*** Opening Entries provided ***
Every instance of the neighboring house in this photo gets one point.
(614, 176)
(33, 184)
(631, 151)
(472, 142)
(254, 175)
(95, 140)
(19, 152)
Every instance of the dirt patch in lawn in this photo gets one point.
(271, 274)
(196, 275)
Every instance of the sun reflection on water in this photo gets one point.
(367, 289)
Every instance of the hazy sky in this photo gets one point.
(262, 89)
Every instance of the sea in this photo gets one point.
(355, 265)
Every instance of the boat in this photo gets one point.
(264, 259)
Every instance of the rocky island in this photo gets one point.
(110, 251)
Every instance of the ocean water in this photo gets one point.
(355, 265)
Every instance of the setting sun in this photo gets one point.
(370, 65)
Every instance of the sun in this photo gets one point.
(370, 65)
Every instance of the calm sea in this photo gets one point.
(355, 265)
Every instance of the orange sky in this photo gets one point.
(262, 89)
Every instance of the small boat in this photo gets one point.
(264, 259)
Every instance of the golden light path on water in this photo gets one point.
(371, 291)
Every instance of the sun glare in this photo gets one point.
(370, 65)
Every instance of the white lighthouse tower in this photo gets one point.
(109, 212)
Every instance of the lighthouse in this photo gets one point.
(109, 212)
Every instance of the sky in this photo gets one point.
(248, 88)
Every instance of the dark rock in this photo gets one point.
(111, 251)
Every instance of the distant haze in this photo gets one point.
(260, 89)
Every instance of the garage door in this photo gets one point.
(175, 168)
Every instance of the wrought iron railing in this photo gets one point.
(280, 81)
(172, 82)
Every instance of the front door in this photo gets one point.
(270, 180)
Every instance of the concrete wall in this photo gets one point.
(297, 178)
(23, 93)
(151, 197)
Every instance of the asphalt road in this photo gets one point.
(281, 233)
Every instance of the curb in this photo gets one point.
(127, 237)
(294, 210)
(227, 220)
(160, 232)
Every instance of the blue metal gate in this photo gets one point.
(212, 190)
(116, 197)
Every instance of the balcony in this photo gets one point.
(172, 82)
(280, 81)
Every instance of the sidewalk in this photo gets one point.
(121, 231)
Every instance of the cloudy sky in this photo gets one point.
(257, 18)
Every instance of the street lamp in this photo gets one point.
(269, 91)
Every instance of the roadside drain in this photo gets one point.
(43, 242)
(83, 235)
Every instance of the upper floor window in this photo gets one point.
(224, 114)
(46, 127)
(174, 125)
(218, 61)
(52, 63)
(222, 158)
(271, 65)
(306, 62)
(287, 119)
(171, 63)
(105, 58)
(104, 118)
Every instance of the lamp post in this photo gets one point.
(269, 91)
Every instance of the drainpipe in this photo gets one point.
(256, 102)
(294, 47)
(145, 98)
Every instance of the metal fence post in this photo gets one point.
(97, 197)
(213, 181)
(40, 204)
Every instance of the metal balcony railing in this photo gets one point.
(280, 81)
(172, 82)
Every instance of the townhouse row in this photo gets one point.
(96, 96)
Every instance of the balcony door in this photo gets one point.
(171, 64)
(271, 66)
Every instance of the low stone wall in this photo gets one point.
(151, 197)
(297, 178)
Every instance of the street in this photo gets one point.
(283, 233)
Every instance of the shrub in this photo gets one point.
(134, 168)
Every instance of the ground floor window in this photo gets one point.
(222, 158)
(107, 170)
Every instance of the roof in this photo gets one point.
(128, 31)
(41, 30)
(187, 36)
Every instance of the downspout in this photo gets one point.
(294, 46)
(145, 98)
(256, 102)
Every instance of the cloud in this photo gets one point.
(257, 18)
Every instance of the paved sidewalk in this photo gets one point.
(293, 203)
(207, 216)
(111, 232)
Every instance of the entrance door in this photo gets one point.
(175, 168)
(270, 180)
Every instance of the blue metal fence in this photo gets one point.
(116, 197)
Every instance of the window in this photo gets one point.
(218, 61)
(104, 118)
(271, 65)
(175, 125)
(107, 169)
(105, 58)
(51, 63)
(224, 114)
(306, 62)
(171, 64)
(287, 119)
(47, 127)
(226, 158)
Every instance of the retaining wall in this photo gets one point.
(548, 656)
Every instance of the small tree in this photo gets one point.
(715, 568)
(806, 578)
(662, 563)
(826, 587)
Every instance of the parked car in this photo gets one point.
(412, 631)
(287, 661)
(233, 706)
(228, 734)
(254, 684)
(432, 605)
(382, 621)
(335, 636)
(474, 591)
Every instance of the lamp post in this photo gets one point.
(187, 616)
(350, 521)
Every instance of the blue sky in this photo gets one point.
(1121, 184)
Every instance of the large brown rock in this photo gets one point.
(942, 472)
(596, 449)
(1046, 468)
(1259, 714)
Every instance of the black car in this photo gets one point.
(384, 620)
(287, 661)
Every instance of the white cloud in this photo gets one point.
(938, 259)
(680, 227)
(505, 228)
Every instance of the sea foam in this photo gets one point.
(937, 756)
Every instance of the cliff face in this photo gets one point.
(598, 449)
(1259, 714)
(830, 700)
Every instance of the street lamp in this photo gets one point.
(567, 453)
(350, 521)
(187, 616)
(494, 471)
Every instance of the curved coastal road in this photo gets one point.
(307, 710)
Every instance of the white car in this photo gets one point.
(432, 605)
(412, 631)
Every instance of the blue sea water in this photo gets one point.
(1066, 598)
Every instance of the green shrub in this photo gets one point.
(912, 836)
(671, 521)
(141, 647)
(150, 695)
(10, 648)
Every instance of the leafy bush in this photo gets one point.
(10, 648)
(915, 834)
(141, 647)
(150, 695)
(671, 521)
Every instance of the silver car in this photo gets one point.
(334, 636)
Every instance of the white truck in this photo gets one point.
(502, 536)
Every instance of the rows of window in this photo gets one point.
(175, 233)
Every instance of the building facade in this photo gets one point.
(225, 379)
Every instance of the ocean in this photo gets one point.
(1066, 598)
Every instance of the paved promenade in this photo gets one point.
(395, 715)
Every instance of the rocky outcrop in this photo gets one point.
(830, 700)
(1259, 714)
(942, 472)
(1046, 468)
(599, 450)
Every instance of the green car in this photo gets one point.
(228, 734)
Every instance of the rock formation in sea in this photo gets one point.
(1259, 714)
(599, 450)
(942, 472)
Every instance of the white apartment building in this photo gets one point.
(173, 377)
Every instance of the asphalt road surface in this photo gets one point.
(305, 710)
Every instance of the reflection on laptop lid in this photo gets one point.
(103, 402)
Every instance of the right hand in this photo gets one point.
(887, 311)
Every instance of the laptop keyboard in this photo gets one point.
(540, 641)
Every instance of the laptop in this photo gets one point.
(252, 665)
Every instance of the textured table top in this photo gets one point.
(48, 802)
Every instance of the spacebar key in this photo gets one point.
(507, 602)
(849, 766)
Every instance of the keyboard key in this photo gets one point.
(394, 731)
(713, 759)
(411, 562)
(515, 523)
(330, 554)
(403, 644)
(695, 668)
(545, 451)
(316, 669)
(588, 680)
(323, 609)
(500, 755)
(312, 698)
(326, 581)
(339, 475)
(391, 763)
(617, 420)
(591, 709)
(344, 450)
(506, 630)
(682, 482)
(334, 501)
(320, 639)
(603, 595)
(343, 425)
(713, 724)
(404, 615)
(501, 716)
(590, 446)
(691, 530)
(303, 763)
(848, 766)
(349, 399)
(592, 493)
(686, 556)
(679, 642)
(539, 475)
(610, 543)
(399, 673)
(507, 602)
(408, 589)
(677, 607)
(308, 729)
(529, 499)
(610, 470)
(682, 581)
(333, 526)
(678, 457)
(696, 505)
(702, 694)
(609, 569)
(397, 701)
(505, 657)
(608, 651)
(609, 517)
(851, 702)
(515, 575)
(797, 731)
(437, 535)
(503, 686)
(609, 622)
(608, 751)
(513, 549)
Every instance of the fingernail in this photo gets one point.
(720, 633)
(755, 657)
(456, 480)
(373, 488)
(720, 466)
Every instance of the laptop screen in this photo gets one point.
*** Closing Entries provided ***
■ **Description of the task**:
Exactly as they stand above, repeat all the records.

■ **Task solution**:
Every instance of the neighboring house in this photo gets one point.
(614, 176)
(33, 184)
(631, 151)
(472, 142)
(254, 175)
(95, 140)
(19, 152)
Every instance of the dirt patch in lawn in this photo gets one point.
(271, 274)
(196, 275)
Every instance of the sun reflection on water in this photo gets one point.
(367, 289)
Every instance of the hazy sky in this photo gets one point.
(262, 89)
Every instance of the sea in this photo gets one point.
(355, 265)
Every instance of the boat in this photo gets one point.
(264, 259)
Every instance of the rocky island in this photo gets one point.
(110, 251)
Every instance of the ocean water in this photo gets one point.
(355, 265)
Every instance of the setting sun in this photo gets one point.
(370, 65)
Every instance of the sun in this photo gets one point.
(370, 65)
Every instance of the calm sea in this photo gets one point.
(355, 265)
Every instance of the orange sky in this photo gets one point.
(262, 89)
Every instance of the small boat in this photo gets one point.
(264, 259)
Every instance of the golden light path on water in this photo gets one point.
(371, 291)
Every instance of the sun glare in this photo gets one point.
(370, 65)
Every instance of the white lighthouse tower in this photo gets one point.
(109, 212)
Every instance of the lighthouse in this photo gets one point.
(109, 212)
Every instance of the sky in this photo gets one point.
(248, 88)
Every instance of the dark rock in this photo gets one point.
(111, 251)
Every instance of the distant haze in this photo gets one point.
(260, 89)
Every instance of the garage door in this photo gets one point.
(175, 168)
Every instance of the wrought iron railing in this photo gets one point.
(280, 81)
(172, 82)
Every instance of the front door in this photo gets one point.
(270, 180)
Every instance of the concrete wall in this photo gets one point.
(297, 178)
(23, 93)
(151, 197)
Every instance of the asphalt road in this photo gets one point.
(281, 233)
Every instance of the curb in this photo gets one point.
(127, 237)
(294, 210)
(227, 220)
(160, 232)
Every instance of the blue metal gate in this photo gets one point.
(212, 190)
(116, 197)
Every instance of the balcony in this photo gets one point.
(172, 82)
(280, 81)
Every instance of the sidewalk in this photo gets one point.
(121, 231)
Every instance of the cloudy sky in this photo gets one point.
(257, 18)
Every instance of the street lamp in this photo gets one point.
(269, 91)
Every instance of the roadside drain in this photo gets one point.
(43, 242)
(83, 235)
Every instance of the upper floor window in this photo gets one point.
(224, 114)
(46, 127)
(174, 125)
(218, 61)
(52, 63)
(222, 158)
(271, 65)
(306, 62)
(287, 119)
(171, 63)
(105, 58)
(104, 118)
Every instance of the lamp post in this photo gets one point.
(269, 91)
Every instance of the drainpipe in this photo gets one point.
(256, 102)
(294, 47)
(145, 98)
Every instance of the metal fence post in this photo gets one point.
(97, 197)
(213, 181)
(40, 204)
Every instance of the metal balcony railing in this photo gets one point.
(280, 81)
(172, 82)
Every instance of the townhouse row in this photo gets one point.
(96, 96)
Every instance of the balcony door in this photo gets one point.
(171, 64)
(271, 66)
Every instance of the low stone wall in this photo gets one point.
(151, 197)
(297, 178)
Every instance of the street in this photo gets one point.
(283, 233)
Every instance of the shrub in this photo gets one point.
(134, 168)
Every instance of the ground floor window in this photo gets one point.
(222, 158)
(107, 170)
Every instance of the roof in this photo gets one point.
(128, 31)
(41, 30)
(187, 36)
Every instance of the downspout in this photo gets one point.
(294, 46)
(145, 98)
(256, 102)
Every instance of the cloud in this photo gets one point.
(257, 18)
Every instance of the paved sidewalk in this photo gets one point.
(293, 203)
(207, 216)
(111, 232)
Every instance of the entrance door in this photo gets one point.
(175, 168)
(270, 180)
Every instance of the blue metal fence in this photo gets one point.
(116, 197)
Every instance of the window in this photo gets one point.
(218, 61)
(104, 118)
(271, 65)
(175, 125)
(107, 169)
(105, 58)
(51, 63)
(224, 114)
(306, 62)
(171, 64)
(287, 119)
(47, 127)
(226, 158)
Every instance of the retaining wall in this photo gets one point.
(548, 656)
Every instance of the small tree in this photo gets one point.
(715, 568)
(806, 578)
(662, 563)
(826, 587)
Every instance of the parked car in this photo gets one point.
(412, 631)
(287, 661)
(233, 706)
(228, 734)
(254, 684)
(432, 605)
(382, 621)
(335, 636)
(474, 591)
Every instance of the lamp post in this photo gets one point.
(187, 616)
(350, 521)
Every instance of the blue sky in this photo gets one point.
(1121, 184)
Every instance of the large brown rock in this photo gets one point.
(942, 472)
(596, 449)
(1046, 468)
(1259, 714)
Every instance of the black car in this photo gets one point.
(384, 620)
(287, 661)
Every instance of the white cloud in this photo gets one point.
(938, 259)
(680, 227)
(505, 228)
Every instance of the sea foam in this photo gets one point.
(937, 756)
Every instance of the cliff face in this photo gets one point.
(598, 449)
(1259, 714)
(830, 700)
Every instance of the street lamp in this photo gets one point.
(567, 453)
(350, 521)
(187, 616)
(494, 471)
Every instance of the curved coastal road in this photo gets one point.
(307, 710)
Every instance of the white car in this photo gets one point.
(432, 605)
(412, 631)
Every instance of the blue sea water in this photo gets one point.
(1066, 598)
Every instance of the green shrub in this photo gets one point.
(912, 836)
(671, 521)
(141, 647)
(150, 695)
(10, 648)
Every instance of the leafy bush in this photo gets one point.
(10, 648)
(915, 834)
(141, 647)
(150, 695)
(671, 521)
Every instance of the silver car in this photo gets one point.
(334, 636)
Every instance of the white truck in this photo gets one point.
(502, 536)
Every instance of the rows of window in this photo gets one point.
(175, 233)
Every instance of the building facade in this photo gets one point.
(225, 379)
Every instance of the ocean in this photo gets one point.
(1066, 598)
Every instance of the paved promenade in this photo gets one point.
(395, 715)
Every instance of the rocky outcrop in this photo gets one point.
(830, 700)
(1259, 714)
(942, 472)
(1046, 468)
(599, 450)
Every instance of the green car in this photo gets one point.
(228, 734)
Every instance of the rock formation in sea in this photo gets one point.
(1259, 714)
(599, 450)
(942, 472)
Every instance of the white apartment building in this photo gets one point.
(173, 377)
Every instance of the asphalt road surface in this photo gets one point.
(305, 710)
Every instance of the reflection on laptop lid in this photo gets one point.
(103, 402)
Every instance of the right hand in this photo gets one point.
(887, 311)
Every instance of the laptop keyboard in this photo gets one point.
(540, 641)
Every instance of the laptop in this photo gets one point.
(252, 665)
Every instance of the textured table top in this photo gets one point.
(48, 802)
Every instance of the spacebar key in this photo gets one point.
(507, 602)
(849, 766)
Every instance of the keyboard key in this photo gets one point.
(394, 731)
(713, 759)
(411, 562)
(515, 523)
(330, 554)
(403, 644)
(695, 668)
(545, 451)
(316, 669)
(588, 680)
(323, 609)
(500, 755)
(312, 698)
(326, 581)
(339, 475)
(391, 763)
(617, 420)
(591, 709)
(344, 450)
(506, 630)
(682, 482)
(334, 501)
(320, 639)
(603, 595)
(343, 425)
(713, 724)
(404, 615)
(501, 716)
(590, 446)
(691, 530)
(303, 763)
(848, 766)
(349, 399)
(592, 493)
(686, 556)
(679, 642)
(539, 475)
(610, 543)
(399, 673)
(507, 602)
(408, 589)
(677, 607)
(308, 729)
(529, 499)
(610, 470)
(682, 581)
(333, 526)
(678, 457)
(696, 505)
(702, 694)
(609, 569)
(397, 701)
(505, 657)
(608, 651)
(609, 517)
(851, 702)
(515, 575)
(797, 731)
(437, 535)
(503, 686)
(609, 622)
(608, 751)
(513, 549)
Every instance of the fingernail in this photo gets one point.
(720, 633)
(755, 657)
(456, 480)
(373, 488)
(720, 466)
Every instance of the laptop screen in this photo gets one point.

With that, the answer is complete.